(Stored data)
========================================

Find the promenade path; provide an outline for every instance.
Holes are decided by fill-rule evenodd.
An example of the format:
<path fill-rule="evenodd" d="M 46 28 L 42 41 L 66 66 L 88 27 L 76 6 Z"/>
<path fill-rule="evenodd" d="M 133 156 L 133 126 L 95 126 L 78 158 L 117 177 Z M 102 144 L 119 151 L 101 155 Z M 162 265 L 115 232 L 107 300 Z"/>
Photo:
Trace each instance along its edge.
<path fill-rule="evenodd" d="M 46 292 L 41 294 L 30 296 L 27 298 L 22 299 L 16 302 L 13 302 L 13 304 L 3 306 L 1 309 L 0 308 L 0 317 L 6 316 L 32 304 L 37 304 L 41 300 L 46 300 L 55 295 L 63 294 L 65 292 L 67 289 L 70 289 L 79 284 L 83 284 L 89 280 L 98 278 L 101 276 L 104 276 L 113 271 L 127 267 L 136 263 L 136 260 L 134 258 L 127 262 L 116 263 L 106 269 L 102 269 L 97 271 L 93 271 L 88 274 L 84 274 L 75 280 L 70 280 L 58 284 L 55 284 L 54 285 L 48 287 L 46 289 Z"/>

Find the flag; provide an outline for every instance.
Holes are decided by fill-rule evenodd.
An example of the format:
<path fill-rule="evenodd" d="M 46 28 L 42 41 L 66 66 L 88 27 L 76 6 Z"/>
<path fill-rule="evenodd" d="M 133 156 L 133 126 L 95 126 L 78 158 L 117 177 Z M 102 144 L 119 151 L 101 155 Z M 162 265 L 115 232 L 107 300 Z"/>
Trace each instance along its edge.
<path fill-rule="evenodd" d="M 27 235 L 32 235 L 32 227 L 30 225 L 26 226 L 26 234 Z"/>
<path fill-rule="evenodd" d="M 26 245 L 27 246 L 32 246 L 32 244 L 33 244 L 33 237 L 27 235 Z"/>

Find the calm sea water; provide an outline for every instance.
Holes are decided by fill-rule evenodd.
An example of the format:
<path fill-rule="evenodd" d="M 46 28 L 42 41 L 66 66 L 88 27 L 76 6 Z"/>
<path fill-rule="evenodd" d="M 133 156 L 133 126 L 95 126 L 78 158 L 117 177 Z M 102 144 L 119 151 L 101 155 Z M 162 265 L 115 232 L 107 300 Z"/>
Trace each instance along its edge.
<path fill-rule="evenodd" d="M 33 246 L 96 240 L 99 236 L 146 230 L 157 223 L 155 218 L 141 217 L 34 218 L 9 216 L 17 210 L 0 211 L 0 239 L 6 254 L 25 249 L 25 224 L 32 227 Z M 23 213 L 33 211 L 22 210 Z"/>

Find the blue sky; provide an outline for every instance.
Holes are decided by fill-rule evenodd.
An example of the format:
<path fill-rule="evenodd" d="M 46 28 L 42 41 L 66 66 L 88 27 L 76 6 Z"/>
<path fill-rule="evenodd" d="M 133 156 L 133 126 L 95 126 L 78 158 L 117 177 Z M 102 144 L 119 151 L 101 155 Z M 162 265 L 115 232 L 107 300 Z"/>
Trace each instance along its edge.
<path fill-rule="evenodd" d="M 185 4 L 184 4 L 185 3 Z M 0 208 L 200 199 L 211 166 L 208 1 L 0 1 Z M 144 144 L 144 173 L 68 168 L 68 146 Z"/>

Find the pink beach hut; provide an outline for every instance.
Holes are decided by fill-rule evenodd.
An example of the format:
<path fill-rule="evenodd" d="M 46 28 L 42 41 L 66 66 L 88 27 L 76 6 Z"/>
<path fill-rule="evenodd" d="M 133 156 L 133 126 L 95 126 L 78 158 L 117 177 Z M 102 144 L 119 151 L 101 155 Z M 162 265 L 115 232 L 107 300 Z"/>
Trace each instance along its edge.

========================================

TASK REQUIREMENTS: Reproduce the lines of the items exactly, starting with the line that contains "Find the blue" and continuing through the last line of the items, both ends included.

SOLUTION:
Find the blue sky; provide an outline for every instance.
Holes are decided by fill-rule evenodd.
An example of the format:
<path fill-rule="evenodd" d="M 46 28 L 42 41 L 66 66 L 88 27 L 76 6 Z"/>
<path fill-rule="evenodd" d="M 133 156 L 133 126 L 95 126 L 78 158 L 117 177 Z M 102 144 L 119 151 L 101 155 Z M 162 265 L 115 232 L 107 300 Z"/>
Trace each instance along its edge.
<path fill-rule="evenodd" d="M 185 4 L 184 4 L 185 3 Z M 0 208 L 200 199 L 211 166 L 208 1 L 0 1 Z M 144 144 L 144 173 L 68 168 L 68 146 Z"/>

Find the pink beach hut; provide an outline for every instance.
Holes are decided by fill-rule evenodd.
An example of the format:
<path fill-rule="evenodd" d="M 46 28 L 42 41 L 66 66 L 88 27 L 76 6 Z"/>
<path fill-rule="evenodd" d="M 133 156 L 133 126 L 95 126 L 78 158 L 117 177 Z M 102 144 L 119 151 L 101 155 Z M 162 265 L 115 232 L 107 300 Z"/>
Trace each instance along its edge.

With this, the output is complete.